== EXTRAIT CHOISI ==
« le Premier », d’Israël Horovitz, Théâtre Essaïon à Paris

le Premier © Mélanie Foucault

Une belle énergie

Par Fabrice Chêne
Les Trois Coups

Avec une œuvre riche de plus d’une cinquantaine de titres, Israël Horovitz est aujourd’hui le dramaturge américain le plus joué en France. Il perpétue de façon très heureuse la tradition du théâtre de l’absurde, en lui ajoutant une touche de réalisme à l’américaine, et un humour féroce et incisif qui croque les vices et les bassesses de l’humanité. « Le Premier », l’une de ses pièces les plus connues, a d’ailleurs déjà été monté à Paris cette année par la Cie des Aléas. La nouvelle proposition de Stéphane Rugraff, qui réunit une belle brochette de comédiens, lorgne du côté du théâtre musical.

Cinq personnages font la queue sans savoir pourquoi : est‑ce un match de foot que l’on va voir ? un film ? On ne le saura jamais. Seul compte ce désir fou d’être le premier de la file, de passer devant les autres, obsession qui va contaminer l’un après l’autre tous les protagonistes. Pour y parvenir, ils seront prêts à toutes les séductions et à toutes les violences. Petit à petit, toutes les règles du savoir-vivre seront transgressées.

Le début du spectacle est aussi amusant que réussi. Qu’attend‑il, cet homme solitaire qui a tellement l’air de s’ennuyer, assis sur sa glacière depuis ce qui semble être une éternité ? Que le spectacle commence ? Ça tombe bien, nous aussi. Ce n’est qu’après dix bonnes minutes de ce face-à‑face silencieux qu’il sera rejoint par un second personnage, Stephen, un jeune compositeur. Celui‑ci s’avère aussi brillant discoureur que son interlocuteur, Flemming, est fruste. Il parviendra d’ailleurs bien vite à lui chiper sa place. Stéphane Rugraff, le metteur en scène, a choisi (prénom oblige ?) d’assumer lui-même le rôle difficile de Stephen. S’il s’en sort plutôt honorablement, on peut tout de même regretter qu’un excès de précipitation le fasse parfois buter sur certains mots.
===
== JEU DE DONNÉES ==
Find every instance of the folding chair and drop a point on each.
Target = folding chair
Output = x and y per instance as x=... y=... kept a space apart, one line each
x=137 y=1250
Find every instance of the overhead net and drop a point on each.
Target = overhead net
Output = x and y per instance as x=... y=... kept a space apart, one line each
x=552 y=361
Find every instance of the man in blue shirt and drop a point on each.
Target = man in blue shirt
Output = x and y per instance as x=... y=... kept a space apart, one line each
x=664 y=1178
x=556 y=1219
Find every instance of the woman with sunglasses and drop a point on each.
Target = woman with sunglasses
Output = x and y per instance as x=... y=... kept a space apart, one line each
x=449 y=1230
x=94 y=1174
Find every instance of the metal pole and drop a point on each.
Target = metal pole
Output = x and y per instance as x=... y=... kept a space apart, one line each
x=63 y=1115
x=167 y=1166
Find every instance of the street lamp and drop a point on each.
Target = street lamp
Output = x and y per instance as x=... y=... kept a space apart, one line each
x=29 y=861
===
== JEU DE DONNÉES ==
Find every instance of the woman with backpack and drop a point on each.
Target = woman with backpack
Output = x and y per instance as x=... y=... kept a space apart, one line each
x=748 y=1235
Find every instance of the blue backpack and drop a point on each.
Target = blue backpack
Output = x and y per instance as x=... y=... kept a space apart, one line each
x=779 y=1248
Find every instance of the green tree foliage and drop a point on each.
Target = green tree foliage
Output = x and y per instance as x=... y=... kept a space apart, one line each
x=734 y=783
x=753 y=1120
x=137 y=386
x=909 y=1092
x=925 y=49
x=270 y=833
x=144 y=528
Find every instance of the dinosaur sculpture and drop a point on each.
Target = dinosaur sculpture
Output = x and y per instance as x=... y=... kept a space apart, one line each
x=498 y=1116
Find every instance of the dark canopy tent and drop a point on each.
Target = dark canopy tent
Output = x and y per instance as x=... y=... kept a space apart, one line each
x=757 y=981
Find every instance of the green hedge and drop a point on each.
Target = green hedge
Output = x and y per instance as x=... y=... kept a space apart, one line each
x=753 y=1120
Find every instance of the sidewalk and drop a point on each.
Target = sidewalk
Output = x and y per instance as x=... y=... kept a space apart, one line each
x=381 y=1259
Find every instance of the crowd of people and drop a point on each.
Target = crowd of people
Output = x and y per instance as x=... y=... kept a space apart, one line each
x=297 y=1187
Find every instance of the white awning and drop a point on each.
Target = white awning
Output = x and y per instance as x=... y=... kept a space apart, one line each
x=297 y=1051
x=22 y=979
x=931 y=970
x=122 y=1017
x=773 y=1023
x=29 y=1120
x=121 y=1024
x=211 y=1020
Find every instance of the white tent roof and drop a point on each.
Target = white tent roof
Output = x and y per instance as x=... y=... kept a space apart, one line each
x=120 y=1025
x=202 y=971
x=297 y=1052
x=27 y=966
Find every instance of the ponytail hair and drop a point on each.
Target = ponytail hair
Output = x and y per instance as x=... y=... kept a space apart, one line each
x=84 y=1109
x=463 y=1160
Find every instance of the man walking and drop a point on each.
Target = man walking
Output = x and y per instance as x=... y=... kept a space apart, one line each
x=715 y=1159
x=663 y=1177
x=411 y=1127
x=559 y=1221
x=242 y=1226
===
• _CONSIGNE 1_
Répondez brièvement à ces questions sur la critique du « Premier » :
(a) Quelle compagnie a déjà monté la pièce à Paris cette année ?
(b) Combien de personnages font la queue ?
(c) Qui joue le rôle de Stephen ?
• _CONSIGNE 2_
Les affirmations suivantes concordent-elles avec la critique du « Premier » ? Répondez par oui ou par non, en citant les mots décisifs du texte.
(a) Israël Horovitz est le dramaturge américain le plus joué en France.
(b) Le spectateur finit par apprendre ce que les personnages attendent.
(c) Flemming est un brillant discoureur.

• _BONNE RÉPONSE 1_
(a) La Cie des Aléas.
(b) Cinq personnages.
(c) Stéphane Rugraff, le metteur en scène.

• _BONNE RÉPONSE 2_
(a) Oui : « Israël Horovitz est aujourd’hui le dramaturge américain le plus joué en France ».
(b) Non : « On ne le saura jamais. »
(c) Non : « Celui‑ci s’avère aussi brillant discoureur que son interlocuteur, Flemming, est fruste. »